» Work order:
All records must be quoted exactly. Omit the pictures.

[Image-grounded pointing data]
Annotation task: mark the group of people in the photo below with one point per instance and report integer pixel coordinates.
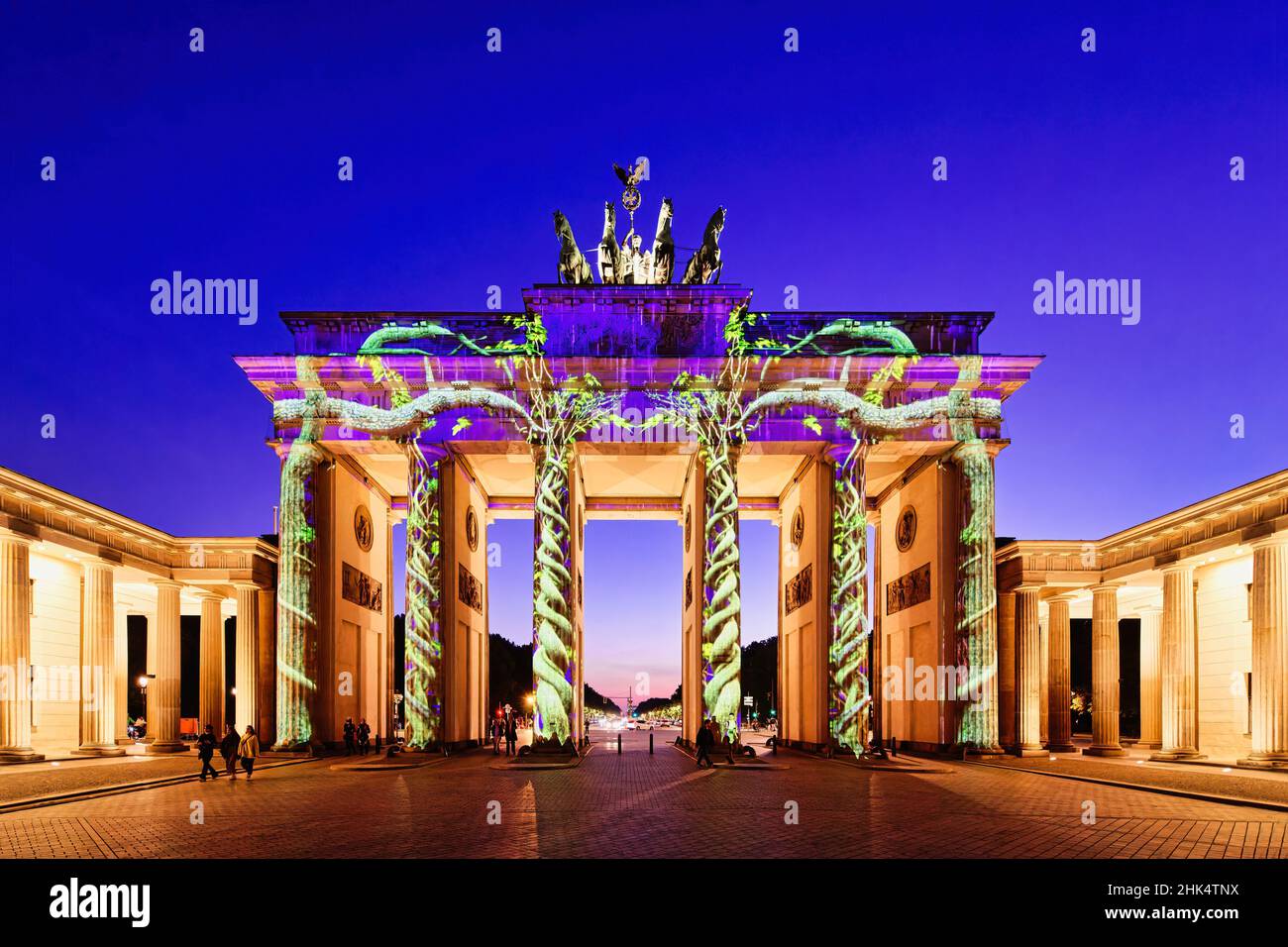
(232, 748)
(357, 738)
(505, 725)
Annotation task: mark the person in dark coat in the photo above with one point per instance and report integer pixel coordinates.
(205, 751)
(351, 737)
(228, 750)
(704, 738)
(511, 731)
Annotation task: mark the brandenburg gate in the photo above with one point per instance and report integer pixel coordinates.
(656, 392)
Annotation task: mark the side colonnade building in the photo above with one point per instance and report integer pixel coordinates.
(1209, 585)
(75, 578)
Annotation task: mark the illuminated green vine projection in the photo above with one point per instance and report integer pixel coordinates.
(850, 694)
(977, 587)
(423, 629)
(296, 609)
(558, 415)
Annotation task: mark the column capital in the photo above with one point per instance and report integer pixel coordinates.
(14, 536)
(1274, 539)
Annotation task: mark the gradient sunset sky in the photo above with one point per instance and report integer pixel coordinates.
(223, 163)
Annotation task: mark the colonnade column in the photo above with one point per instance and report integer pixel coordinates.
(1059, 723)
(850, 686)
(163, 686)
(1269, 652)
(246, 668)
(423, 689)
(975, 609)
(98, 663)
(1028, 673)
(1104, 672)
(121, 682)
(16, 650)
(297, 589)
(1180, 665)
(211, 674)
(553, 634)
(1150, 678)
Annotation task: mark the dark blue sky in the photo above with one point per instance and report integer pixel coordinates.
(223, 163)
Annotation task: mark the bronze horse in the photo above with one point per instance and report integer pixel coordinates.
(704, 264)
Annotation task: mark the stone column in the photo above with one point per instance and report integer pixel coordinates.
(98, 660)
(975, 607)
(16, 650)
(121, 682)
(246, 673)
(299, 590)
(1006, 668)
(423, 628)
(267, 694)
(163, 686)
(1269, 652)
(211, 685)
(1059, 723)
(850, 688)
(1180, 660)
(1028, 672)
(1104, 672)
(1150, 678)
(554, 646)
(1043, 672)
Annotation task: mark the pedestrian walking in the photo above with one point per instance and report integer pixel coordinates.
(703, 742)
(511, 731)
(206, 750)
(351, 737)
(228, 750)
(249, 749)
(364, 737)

» Written response:
Annotation task: mark the group of people in the photo below with one point per instance and report integer pixel coordinates.
(232, 748)
(357, 738)
(505, 725)
Annotation task: mark the person in dark coat in the photo above with one point per instance and report integer pixel coordinates.
(205, 751)
(351, 737)
(228, 750)
(704, 738)
(511, 731)
Annotation task: mark the brandenburg gate in the photo above with one point per instance and report integer pixel coordinates.
(656, 392)
Annotation task: mark the side colonnade building in the photo above with one point per instance and report integer pixel coordinates.
(1209, 585)
(75, 578)
Annotation task: mark the illuminated green vine projection in the photo above with one point per instance and report integer pixel coordinates.
(850, 694)
(977, 587)
(423, 629)
(296, 609)
(558, 415)
Annotation task: mark the column capital in the photo above with one point per instance and report integer pixel coordinates.
(14, 536)
(1274, 539)
Annotation task: mark the gradient sunset sky in the photo above with one point per instance and report integer pixel coordinates.
(223, 163)
Annotation task: mark the colonnade column in the photo above with one point per instance and report integer pixel coordinates.
(1059, 723)
(850, 686)
(163, 686)
(1269, 652)
(246, 668)
(423, 689)
(975, 609)
(98, 663)
(1028, 673)
(1104, 672)
(121, 682)
(16, 650)
(297, 589)
(1180, 665)
(211, 674)
(553, 634)
(1150, 678)
Annotation task: mark the dark blue sky in the photo above with one point per instance and report integer pixel coordinates.
(223, 163)
Annotation task: mark the bronze horse in the photo above with one point per instance and report integer pixel coordinates.
(704, 264)
Annotation task: mark the stone column in the photo above with one point per instance and report integer pixel coordinates.
(98, 660)
(975, 607)
(16, 650)
(121, 682)
(246, 673)
(299, 590)
(1006, 668)
(423, 628)
(267, 694)
(163, 686)
(1269, 652)
(211, 685)
(1059, 723)
(850, 688)
(1180, 660)
(1028, 672)
(1104, 672)
(1150, 678)
(554, 646)
(1043, 672)
Annotation task: mark the pedestrian walking in the photo above with one point per instance and report integer pixel coordinates.
(703, 742)
(511, 731)
(206, 750)
(351, 737)
(228, 750)
(249, 749)
(364, 737)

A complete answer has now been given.